Required work
Decide whether each statement below agrees with the passage on the ballad's milldam. Answer yes or no for each, quoting the words of the passage that decide it.
1. None of the Scandinavian versions mentions a miller or a milldam.
2. According to Marwick, nousts in Orkney are usually covered over.
3. The milldam appears in every British version of the ballad.

Extract to read

Moreover, the connection which Liestol implies between the river in the Norwegian versions and that in the British seems unlikely not only in the direction he suggests, but even in the opposite one: influence by the Norwegian on the British. The absurdity of the girl's immerging in salt water and emerging in fresh must, in my opinion, have arisen within the British tradition. The alternative on the basis of Liestol's theory is to suppose that this absurdity was in the British tradition evolved from the Urform of the ballad, and was adjusted by singers when the ballad story entered the Scandinavian tradition. But if the discrepancy between the seashore and the milldam bothered so few of the British singers, it would seem strange that none of the Scandinavian traditions were able to tolerate it. It seems evident, therefore, that the milldam is a corruption and was evolved only in the British tradition, after it separated from the Scandinavian. (If we are to accept Liest0l's conjecture that the ballad was taken into the Scandinavian tradition from the British, we are faced with the question of why-since water mills were not unfamiliar to the Scandinavians- the milldam was not retained.)
If we grant what seems probable, that the ballad was not originally in the British repertory but came into it from the Scandinavian, it may be possible to account for the milldam, which appears in all the British versions except the fragments J, K, L, S, T, U, X and the versions V and W, which are defective at this point. No mention is made of a miller or of a milldam in any of the Scandinavian versions. But in Liestol's Norwegian version, the course of the corpse is traced thus:
There came a wind from the north,
Drove the corpse to a fjord.
There came a wind from the east,
Drove the corpse to a boat-house [naust].
There came a wind from another land,
Drove the corpse upon the white sand.
In Faeroe A the report is:
There came the wind from the south,
The corpse went to the bottom.
There came the wind from the billows blue,
The corpse went to the land.
There came the wind from the east,
The corpse went to a boathouse [neysta].[22]
In Faeroe C the account runs:
Here came the wind from the east,
The corpse drove to a boathouse [neysta].
Here came the wind and billows blue,
The corpse went to the land.[23]
In these three versions, unlike all the rest of the Scandinavian accounts, the corpse is depicted as being driven to a particular spot, a structure erected by man. "Boathouse" is the nearest translation for the terms "naust" and "neysta." The term "nost" or "noust" is used also in the Shetlands, and the latter form is recorded from the Orkneys in Hugh Marwick's study of The Orkney Norn. He defines it as "a boat-stance at shore, trench formed at edge of beach into which a boat is hauled and shored up ... In Orkney, nousts are, rarely, if ever, covered over."[24] In Jamieson's Etymological Dictionary of the Scottish Language the term is similarly explained:
1. A landing-place, an inlet for admitting a boat to approach the shore, especially where the entrance is rocky; called also nouster. Orkn.

Extracted records
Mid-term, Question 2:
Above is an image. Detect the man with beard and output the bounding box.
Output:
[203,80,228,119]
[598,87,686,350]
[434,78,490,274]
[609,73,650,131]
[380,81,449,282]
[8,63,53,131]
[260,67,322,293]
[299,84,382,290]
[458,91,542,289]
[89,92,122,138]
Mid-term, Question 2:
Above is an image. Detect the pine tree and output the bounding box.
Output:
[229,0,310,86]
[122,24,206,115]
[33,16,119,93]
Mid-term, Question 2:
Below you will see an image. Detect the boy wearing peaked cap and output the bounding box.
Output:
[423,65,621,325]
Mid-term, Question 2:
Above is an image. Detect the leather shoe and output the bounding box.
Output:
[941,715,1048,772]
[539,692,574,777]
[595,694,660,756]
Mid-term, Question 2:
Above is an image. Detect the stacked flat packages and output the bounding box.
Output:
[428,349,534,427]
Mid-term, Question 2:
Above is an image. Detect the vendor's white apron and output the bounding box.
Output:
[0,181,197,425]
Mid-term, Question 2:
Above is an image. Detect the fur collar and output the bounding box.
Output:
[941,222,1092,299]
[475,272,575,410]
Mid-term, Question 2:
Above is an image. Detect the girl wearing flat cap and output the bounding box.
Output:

Solution
1. Yes: "No mention is made of a miller or of a milldam in any of the Scandinavian versions."
2. No: "In Orkney, nousts are, rarely, if ever, covered over."
3. No: "which appears in all the British versions except the fragments J, K, L, S, T, U, X and the versions V and W"